> _Given task_
How many lines of the records contain the word "blue"? Give only the number.

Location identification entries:
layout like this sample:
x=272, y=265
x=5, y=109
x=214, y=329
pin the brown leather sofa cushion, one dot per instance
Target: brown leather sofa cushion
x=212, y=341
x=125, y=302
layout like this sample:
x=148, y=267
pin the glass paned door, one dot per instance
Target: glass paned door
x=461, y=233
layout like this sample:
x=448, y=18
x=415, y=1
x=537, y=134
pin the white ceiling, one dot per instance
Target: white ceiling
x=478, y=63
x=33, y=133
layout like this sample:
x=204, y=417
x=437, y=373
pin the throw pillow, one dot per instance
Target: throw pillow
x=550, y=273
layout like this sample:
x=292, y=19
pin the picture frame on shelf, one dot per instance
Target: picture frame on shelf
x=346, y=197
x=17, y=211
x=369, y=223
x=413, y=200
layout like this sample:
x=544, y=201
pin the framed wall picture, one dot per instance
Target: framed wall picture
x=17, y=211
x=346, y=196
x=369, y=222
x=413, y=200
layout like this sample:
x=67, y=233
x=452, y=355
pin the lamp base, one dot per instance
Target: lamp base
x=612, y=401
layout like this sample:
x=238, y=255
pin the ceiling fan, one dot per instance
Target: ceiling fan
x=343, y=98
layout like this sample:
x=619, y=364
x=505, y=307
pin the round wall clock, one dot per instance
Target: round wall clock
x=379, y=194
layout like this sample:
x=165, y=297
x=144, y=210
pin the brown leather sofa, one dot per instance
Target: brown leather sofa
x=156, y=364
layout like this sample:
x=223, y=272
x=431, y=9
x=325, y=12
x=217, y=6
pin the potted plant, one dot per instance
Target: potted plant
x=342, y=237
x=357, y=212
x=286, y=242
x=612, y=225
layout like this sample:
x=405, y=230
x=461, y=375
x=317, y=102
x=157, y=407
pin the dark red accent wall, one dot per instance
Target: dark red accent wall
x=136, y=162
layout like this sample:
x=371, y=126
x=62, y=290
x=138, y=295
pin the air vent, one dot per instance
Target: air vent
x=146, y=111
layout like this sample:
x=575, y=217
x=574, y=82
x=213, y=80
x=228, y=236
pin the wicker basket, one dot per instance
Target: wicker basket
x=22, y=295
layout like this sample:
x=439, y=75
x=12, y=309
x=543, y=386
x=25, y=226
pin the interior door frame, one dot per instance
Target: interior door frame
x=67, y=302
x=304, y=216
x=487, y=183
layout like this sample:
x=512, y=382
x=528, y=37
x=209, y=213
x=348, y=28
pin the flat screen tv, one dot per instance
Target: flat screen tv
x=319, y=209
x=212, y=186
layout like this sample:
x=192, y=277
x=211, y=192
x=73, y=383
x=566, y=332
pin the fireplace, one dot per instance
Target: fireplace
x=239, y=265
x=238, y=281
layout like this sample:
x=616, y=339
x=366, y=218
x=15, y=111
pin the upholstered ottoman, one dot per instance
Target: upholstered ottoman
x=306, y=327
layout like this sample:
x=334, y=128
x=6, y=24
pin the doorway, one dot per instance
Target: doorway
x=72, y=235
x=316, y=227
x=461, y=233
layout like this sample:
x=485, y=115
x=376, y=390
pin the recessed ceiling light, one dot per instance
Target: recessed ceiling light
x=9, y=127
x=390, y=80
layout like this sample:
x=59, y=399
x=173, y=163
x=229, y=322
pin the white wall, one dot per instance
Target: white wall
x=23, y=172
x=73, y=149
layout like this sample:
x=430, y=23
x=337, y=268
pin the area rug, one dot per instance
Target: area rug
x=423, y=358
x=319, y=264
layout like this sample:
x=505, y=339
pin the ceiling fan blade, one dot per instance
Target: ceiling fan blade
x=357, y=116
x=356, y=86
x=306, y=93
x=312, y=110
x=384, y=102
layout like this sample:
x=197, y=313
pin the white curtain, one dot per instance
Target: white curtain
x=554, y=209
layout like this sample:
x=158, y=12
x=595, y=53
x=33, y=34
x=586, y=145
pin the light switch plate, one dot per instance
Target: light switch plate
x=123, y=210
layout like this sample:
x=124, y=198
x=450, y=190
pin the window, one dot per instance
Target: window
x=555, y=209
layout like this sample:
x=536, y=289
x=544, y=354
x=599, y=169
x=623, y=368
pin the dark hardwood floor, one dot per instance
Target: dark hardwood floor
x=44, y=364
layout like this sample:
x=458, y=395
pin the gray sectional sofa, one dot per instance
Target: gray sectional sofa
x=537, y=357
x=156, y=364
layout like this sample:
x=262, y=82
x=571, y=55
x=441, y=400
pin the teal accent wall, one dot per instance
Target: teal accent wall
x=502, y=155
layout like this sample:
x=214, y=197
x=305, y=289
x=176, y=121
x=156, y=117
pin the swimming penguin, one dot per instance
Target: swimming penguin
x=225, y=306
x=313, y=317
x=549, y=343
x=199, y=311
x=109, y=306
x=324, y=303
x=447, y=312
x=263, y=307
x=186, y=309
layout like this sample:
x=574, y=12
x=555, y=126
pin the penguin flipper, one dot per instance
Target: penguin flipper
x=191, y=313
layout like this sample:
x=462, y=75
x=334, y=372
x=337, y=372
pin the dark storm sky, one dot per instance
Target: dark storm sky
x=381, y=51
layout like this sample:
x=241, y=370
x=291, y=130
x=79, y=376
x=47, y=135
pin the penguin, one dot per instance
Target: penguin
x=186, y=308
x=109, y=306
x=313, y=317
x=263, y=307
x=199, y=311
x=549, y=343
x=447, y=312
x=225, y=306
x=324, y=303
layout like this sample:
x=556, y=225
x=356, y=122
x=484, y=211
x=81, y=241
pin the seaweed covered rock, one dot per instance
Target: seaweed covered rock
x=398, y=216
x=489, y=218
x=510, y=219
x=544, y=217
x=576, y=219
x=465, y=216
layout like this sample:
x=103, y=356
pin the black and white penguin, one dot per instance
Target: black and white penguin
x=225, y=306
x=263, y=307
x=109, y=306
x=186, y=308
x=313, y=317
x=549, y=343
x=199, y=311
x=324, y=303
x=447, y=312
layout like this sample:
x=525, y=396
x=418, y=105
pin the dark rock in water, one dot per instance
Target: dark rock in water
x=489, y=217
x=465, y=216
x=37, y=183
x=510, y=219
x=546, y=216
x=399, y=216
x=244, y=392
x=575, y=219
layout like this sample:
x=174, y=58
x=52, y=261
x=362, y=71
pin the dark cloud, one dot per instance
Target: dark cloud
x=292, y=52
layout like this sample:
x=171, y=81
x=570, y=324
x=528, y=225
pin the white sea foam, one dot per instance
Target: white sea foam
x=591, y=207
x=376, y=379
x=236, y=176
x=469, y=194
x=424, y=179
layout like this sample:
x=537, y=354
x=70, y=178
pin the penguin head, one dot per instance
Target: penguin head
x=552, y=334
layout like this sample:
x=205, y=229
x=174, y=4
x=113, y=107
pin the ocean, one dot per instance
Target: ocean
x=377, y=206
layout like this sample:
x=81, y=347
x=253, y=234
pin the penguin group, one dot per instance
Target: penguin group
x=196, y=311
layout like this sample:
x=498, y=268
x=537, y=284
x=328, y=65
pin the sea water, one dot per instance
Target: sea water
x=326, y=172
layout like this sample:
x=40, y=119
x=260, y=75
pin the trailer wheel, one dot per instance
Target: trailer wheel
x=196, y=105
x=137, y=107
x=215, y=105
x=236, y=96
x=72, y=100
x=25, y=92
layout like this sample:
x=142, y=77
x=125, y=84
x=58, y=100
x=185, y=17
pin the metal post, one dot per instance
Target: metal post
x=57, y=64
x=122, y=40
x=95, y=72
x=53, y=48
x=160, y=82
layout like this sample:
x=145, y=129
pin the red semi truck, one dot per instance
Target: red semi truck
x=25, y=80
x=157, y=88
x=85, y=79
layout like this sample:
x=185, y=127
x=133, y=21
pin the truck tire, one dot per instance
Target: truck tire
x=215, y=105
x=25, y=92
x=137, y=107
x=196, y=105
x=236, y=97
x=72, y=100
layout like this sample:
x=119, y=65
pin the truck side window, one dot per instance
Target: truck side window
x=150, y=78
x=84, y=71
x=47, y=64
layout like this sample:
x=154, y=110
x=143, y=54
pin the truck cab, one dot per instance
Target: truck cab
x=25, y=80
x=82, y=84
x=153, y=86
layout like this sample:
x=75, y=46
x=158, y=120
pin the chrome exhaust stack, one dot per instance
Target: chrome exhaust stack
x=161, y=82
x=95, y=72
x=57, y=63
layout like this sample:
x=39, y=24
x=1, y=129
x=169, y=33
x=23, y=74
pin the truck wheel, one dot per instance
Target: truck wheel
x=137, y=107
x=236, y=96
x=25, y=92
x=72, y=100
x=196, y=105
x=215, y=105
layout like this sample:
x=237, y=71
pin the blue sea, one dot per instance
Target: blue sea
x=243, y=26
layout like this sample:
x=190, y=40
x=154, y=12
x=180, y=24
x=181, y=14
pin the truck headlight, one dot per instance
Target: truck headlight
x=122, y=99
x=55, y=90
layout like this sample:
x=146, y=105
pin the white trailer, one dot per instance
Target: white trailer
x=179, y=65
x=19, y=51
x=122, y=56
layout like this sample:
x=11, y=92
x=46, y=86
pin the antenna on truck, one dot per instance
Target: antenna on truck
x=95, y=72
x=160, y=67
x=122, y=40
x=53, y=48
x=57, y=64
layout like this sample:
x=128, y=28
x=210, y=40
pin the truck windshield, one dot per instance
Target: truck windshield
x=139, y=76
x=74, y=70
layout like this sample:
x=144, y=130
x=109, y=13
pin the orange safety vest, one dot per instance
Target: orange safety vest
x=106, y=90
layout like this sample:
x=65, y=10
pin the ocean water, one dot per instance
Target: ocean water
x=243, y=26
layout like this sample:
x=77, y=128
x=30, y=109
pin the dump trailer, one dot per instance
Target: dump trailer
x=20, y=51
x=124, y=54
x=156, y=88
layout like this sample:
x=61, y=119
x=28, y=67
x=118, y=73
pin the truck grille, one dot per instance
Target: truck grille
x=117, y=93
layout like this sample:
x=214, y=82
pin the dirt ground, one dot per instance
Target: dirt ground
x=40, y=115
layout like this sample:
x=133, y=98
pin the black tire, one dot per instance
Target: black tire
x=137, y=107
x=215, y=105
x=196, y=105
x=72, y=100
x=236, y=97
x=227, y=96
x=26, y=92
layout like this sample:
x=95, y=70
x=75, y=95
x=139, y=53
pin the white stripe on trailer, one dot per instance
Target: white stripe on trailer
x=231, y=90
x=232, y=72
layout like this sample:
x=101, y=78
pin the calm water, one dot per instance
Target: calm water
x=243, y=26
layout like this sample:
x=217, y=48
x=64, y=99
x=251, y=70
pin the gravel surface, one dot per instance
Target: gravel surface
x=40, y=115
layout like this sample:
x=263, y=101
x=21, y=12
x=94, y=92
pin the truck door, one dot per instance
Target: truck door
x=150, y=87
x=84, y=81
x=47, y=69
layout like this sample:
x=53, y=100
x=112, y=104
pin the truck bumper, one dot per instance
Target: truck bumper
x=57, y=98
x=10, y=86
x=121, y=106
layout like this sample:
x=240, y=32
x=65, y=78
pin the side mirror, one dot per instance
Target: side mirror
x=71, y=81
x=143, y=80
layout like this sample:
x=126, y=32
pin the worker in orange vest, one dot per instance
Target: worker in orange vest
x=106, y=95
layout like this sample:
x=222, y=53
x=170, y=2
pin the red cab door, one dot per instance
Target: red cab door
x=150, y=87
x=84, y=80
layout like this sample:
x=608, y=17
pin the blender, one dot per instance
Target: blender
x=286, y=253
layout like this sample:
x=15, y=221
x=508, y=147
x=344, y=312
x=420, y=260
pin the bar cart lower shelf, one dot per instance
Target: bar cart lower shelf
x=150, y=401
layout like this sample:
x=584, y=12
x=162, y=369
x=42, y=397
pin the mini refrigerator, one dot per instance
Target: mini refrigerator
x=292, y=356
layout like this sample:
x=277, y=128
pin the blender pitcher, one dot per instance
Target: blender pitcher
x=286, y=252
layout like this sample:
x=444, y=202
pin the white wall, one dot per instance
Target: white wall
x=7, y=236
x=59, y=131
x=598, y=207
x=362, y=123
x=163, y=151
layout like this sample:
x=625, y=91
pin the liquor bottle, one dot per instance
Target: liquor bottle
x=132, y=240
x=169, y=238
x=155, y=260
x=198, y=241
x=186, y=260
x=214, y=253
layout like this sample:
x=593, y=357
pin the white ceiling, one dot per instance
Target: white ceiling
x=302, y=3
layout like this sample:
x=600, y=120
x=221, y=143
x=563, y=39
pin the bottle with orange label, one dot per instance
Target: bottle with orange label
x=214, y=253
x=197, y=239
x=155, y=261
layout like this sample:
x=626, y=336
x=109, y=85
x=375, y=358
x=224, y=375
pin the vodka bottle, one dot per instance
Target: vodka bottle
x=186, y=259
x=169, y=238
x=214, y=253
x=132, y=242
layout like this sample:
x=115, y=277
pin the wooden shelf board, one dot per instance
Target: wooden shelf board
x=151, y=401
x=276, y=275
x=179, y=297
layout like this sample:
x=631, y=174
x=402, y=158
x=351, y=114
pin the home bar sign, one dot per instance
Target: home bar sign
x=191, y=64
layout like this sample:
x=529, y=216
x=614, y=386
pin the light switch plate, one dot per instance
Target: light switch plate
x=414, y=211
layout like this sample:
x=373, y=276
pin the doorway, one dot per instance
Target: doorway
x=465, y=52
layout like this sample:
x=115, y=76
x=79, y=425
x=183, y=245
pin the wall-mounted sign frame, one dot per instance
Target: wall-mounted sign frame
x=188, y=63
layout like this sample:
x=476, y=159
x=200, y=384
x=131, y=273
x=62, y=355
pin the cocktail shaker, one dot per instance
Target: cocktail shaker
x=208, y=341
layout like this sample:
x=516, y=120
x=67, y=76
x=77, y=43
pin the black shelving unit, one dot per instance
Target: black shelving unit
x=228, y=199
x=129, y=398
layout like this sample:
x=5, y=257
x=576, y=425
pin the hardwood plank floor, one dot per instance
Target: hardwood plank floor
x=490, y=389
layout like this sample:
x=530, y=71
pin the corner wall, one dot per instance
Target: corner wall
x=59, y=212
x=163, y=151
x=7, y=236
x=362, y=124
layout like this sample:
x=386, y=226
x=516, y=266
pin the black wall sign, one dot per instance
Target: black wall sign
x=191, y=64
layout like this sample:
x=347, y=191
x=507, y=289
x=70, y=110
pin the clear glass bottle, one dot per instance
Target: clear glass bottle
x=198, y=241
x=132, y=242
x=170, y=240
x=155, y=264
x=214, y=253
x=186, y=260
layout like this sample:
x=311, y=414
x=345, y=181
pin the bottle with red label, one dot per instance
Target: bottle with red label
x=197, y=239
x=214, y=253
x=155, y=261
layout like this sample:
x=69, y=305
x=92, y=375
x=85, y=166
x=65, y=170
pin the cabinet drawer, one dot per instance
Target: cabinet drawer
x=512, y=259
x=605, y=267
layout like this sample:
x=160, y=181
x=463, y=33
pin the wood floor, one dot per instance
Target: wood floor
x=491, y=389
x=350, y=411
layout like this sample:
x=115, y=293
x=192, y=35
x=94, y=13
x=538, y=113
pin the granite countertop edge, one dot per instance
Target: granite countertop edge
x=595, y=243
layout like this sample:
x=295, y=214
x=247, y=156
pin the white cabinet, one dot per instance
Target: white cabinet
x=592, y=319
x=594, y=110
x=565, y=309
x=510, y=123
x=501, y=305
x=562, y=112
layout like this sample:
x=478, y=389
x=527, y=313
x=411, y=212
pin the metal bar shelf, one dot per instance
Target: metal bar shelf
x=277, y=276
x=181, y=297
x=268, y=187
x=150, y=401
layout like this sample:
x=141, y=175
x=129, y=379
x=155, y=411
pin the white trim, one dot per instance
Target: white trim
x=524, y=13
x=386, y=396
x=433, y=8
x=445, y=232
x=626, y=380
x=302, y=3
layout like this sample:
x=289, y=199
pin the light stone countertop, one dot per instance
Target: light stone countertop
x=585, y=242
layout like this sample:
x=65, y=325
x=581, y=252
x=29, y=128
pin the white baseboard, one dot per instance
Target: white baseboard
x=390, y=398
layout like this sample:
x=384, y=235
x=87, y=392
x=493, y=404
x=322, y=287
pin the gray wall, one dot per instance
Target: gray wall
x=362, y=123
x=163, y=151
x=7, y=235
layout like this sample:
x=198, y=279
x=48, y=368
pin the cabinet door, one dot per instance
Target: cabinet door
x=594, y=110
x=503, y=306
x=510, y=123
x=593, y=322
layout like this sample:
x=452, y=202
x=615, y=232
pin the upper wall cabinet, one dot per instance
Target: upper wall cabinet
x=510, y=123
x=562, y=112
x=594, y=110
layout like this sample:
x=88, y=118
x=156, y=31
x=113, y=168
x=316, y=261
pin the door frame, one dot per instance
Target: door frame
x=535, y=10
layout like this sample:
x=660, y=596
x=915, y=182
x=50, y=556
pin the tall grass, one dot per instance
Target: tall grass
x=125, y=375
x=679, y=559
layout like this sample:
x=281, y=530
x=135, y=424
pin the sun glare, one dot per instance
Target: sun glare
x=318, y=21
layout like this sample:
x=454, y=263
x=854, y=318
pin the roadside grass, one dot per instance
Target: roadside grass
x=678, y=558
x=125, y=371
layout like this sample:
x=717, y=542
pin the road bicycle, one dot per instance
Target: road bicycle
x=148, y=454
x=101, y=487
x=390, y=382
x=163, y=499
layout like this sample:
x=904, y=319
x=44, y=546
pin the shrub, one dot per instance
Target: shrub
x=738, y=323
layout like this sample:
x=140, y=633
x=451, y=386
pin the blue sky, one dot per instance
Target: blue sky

> _Correct result_
4